Data to use:
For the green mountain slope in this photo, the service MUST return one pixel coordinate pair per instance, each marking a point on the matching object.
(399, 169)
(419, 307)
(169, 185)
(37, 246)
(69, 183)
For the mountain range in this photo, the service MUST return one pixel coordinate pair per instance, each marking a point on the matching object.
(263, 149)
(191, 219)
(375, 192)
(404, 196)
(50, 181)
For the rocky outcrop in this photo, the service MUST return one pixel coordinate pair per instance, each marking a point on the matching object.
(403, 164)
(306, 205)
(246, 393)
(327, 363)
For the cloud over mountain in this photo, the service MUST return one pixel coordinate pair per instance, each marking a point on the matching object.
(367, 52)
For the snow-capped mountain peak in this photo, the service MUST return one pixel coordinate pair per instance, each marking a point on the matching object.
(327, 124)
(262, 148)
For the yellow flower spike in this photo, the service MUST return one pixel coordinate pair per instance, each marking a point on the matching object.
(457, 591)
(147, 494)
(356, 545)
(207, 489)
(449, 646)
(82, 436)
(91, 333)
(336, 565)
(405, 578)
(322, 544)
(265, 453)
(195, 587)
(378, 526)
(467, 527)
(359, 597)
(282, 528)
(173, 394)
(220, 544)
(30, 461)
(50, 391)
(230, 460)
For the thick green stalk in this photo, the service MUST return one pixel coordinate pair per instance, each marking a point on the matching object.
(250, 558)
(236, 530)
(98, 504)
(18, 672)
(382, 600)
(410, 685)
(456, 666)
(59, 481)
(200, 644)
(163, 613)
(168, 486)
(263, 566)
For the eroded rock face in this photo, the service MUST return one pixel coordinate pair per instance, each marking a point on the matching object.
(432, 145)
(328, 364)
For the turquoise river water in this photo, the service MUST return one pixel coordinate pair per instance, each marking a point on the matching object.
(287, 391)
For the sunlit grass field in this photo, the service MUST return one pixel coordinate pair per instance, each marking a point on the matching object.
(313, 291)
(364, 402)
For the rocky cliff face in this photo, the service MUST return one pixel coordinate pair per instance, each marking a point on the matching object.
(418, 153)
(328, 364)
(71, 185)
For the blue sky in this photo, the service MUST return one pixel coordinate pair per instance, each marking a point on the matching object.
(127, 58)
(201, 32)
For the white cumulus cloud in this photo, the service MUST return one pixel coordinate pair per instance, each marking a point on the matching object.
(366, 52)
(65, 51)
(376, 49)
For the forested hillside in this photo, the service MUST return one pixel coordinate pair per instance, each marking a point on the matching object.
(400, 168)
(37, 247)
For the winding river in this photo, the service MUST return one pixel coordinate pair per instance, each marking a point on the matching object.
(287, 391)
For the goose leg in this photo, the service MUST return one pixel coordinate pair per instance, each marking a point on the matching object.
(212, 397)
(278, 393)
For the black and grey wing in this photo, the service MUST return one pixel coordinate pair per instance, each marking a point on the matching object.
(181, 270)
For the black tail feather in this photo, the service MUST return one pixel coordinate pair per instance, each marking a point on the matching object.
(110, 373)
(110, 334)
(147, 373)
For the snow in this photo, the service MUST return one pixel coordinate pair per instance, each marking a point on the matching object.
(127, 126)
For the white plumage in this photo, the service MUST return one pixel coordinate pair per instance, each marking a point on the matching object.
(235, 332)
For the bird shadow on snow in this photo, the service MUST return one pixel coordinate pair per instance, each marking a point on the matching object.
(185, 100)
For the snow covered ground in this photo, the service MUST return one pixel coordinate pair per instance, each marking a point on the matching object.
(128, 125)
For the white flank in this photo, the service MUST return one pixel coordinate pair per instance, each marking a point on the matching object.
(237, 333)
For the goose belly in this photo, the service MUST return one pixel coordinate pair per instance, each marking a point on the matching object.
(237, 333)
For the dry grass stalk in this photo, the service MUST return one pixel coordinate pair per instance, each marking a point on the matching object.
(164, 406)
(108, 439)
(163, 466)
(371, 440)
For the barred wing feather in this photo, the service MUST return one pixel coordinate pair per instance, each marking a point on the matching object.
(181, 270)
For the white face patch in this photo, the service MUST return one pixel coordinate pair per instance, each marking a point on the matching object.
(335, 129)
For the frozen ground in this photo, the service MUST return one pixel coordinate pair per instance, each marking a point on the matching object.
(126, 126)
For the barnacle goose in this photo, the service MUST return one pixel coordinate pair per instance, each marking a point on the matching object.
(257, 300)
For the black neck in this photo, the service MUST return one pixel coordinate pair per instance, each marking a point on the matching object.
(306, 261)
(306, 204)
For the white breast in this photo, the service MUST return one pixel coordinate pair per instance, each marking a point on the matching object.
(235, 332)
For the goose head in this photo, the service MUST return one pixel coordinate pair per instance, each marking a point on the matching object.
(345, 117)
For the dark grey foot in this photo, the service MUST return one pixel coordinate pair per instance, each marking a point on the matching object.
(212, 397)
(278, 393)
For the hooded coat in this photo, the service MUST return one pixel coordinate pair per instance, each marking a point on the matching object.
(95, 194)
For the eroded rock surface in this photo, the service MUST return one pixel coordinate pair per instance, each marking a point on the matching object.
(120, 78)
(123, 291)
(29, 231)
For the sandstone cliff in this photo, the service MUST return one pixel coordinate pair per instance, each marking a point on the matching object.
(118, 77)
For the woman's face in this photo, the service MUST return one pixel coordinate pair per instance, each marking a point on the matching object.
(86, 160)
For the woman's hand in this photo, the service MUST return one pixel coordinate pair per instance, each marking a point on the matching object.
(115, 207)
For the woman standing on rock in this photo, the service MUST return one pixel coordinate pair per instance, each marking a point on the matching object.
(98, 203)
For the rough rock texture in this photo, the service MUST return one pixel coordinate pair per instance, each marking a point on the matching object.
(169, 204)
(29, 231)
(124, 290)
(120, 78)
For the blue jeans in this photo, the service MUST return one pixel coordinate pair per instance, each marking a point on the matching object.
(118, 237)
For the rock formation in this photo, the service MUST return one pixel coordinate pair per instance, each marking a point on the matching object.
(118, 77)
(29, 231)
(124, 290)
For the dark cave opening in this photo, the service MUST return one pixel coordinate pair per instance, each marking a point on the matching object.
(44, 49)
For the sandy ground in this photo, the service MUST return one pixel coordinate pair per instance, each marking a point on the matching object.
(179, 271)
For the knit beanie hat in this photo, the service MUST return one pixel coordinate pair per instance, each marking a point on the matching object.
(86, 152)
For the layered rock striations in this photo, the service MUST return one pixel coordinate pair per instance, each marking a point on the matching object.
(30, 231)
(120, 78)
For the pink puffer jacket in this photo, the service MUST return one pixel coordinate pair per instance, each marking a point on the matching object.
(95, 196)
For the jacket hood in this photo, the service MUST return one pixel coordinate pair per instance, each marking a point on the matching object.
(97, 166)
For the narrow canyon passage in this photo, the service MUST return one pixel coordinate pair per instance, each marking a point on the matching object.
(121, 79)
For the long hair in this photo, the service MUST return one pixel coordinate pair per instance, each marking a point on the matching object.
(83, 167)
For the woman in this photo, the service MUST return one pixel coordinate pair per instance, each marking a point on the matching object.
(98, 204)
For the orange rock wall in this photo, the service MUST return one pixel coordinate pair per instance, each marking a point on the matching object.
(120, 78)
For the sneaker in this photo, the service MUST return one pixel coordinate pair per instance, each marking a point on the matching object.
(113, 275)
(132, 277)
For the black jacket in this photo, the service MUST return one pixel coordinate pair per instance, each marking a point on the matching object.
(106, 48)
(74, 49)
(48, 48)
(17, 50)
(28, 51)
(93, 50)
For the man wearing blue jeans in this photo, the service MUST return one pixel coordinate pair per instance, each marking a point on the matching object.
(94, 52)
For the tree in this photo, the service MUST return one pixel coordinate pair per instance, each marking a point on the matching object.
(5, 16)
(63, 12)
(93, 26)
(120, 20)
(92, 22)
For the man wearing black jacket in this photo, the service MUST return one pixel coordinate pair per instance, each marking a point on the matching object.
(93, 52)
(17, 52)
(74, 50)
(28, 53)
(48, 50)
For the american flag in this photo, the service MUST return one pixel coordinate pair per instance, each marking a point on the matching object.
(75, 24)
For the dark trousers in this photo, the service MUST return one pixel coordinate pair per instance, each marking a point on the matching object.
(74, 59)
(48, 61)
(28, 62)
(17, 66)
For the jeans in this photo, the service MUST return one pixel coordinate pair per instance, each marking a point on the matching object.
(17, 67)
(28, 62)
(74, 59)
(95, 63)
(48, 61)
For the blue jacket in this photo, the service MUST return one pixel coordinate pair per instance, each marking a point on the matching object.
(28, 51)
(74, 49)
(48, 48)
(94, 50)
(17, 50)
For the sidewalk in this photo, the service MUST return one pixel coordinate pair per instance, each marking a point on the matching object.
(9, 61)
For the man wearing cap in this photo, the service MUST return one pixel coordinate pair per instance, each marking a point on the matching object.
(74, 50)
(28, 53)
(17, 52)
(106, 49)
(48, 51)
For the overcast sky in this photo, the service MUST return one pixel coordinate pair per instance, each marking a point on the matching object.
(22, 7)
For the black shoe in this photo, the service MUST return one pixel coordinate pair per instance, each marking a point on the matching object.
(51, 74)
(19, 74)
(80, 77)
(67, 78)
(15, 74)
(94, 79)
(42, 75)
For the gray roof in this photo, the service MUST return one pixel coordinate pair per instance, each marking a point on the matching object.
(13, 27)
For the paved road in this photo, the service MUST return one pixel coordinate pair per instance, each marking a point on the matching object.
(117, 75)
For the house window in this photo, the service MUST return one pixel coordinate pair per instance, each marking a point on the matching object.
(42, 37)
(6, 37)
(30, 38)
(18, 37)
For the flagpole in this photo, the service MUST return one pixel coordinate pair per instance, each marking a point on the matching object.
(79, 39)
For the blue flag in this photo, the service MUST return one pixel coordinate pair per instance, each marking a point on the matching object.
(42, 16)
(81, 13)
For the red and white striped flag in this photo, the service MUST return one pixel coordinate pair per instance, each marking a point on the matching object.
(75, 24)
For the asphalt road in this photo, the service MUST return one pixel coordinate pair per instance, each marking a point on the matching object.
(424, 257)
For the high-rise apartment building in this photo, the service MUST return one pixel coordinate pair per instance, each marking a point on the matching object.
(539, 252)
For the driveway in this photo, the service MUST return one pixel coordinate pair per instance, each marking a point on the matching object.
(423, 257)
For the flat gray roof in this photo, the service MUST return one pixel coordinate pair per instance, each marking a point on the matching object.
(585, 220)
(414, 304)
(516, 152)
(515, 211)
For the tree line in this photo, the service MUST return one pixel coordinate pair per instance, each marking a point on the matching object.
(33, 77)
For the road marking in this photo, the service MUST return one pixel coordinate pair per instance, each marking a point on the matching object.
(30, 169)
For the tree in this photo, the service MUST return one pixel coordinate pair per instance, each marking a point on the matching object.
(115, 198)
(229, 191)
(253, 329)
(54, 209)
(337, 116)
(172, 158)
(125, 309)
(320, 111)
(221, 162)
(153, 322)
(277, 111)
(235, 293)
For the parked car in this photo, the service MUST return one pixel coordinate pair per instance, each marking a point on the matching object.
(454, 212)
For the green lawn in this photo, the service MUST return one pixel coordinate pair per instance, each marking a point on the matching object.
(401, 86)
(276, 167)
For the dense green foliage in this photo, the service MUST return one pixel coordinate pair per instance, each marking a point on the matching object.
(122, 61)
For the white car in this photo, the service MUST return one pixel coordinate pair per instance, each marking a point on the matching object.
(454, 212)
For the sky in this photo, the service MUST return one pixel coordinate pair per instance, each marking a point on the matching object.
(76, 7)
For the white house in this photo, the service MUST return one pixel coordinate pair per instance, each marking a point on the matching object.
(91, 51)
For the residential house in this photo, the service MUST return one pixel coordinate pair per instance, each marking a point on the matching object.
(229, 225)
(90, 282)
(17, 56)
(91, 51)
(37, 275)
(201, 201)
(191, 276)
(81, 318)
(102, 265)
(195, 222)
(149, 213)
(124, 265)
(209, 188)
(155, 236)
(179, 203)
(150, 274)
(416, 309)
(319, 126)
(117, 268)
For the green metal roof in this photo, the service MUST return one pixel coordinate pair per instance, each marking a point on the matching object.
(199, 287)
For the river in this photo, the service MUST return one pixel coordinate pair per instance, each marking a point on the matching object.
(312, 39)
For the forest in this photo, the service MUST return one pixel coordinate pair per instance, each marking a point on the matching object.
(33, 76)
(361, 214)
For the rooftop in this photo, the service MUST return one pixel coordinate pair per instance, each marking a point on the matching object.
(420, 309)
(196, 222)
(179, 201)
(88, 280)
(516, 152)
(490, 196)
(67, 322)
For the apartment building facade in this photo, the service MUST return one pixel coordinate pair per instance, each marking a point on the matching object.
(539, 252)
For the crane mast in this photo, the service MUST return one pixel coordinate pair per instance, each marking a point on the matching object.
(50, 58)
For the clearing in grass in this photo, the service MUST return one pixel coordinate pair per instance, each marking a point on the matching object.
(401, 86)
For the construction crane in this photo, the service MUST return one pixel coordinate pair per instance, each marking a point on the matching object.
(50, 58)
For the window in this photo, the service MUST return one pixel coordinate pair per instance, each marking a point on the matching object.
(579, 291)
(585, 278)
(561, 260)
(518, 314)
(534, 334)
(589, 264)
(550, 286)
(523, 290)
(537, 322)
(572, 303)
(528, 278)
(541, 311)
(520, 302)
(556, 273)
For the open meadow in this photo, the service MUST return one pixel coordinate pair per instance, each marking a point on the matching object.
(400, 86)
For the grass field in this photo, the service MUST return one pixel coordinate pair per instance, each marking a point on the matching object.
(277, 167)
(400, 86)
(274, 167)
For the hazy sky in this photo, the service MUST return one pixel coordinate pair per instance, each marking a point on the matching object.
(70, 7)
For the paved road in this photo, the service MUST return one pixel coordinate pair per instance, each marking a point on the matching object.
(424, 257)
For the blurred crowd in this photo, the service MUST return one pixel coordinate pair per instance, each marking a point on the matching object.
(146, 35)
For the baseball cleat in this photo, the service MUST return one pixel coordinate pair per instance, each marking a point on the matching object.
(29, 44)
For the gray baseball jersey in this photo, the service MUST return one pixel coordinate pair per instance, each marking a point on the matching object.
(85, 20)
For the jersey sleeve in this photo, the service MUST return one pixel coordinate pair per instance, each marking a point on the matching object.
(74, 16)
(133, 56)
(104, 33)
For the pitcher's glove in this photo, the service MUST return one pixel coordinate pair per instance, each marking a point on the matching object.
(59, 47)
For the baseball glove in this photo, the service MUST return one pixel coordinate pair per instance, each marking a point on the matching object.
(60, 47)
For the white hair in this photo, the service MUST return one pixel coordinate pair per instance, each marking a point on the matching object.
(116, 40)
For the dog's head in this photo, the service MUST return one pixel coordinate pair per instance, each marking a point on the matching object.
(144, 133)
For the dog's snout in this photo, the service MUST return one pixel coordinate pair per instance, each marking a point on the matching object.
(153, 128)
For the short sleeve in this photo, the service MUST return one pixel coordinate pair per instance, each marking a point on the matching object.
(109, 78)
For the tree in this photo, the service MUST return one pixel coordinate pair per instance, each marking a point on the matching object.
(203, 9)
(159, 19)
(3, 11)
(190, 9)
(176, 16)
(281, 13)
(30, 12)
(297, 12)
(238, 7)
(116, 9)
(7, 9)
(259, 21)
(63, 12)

Task description: Quote every line from the line containing "For the dog's snout" through the closing line of the listing, including both.

Task response:
For the dog's snout in this photo, the service MUST return one pixel coordinate pair per instance, each marking a point on the matching object.
(153, 128)
For the short sleeve in this photo, the service MUST return one pixel coordinate pair per instance, each marking a point on the matching object.
(109, 78)
For the tree in this photo, the service MUST return one pixel coordinate pair per instance, each marking a point on the matching object.
(203, 9)
(159, 19)
(3, 11)
(190, 9)
(176, 16)
(281, 13)
(30, 12)
(297, 12)
(238, 7)
(116, 9)
(7, 9)
(259, 21)
(63, 12)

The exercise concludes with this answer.